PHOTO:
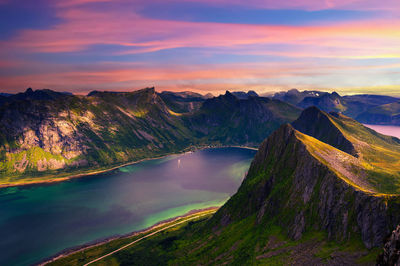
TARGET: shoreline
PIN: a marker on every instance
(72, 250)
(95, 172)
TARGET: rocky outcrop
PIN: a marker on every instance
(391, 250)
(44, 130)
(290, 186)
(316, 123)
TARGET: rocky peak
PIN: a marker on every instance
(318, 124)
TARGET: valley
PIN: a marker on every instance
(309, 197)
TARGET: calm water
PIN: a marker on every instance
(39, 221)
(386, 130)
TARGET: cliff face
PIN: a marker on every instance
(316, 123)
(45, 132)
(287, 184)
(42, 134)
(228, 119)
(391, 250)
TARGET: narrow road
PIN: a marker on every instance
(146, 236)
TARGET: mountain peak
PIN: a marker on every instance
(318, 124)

====

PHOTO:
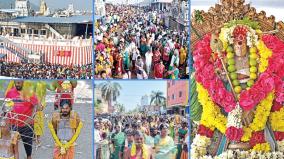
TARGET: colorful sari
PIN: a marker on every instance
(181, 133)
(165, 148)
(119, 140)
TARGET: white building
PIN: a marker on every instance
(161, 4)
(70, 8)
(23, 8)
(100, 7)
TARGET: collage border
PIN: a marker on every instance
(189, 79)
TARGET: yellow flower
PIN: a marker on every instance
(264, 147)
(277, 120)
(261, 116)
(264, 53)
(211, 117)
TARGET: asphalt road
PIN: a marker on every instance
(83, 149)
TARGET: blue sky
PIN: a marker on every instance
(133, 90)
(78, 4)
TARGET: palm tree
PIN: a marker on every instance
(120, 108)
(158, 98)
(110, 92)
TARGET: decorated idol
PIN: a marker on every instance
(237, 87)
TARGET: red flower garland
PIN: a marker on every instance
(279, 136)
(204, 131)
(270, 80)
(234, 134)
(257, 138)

====

> _Your instructions_
Scan the data above for the string "flower" and copy each line where it appears.

> _Solution below_
TARGET: yellow flower
TARGET: red flower garland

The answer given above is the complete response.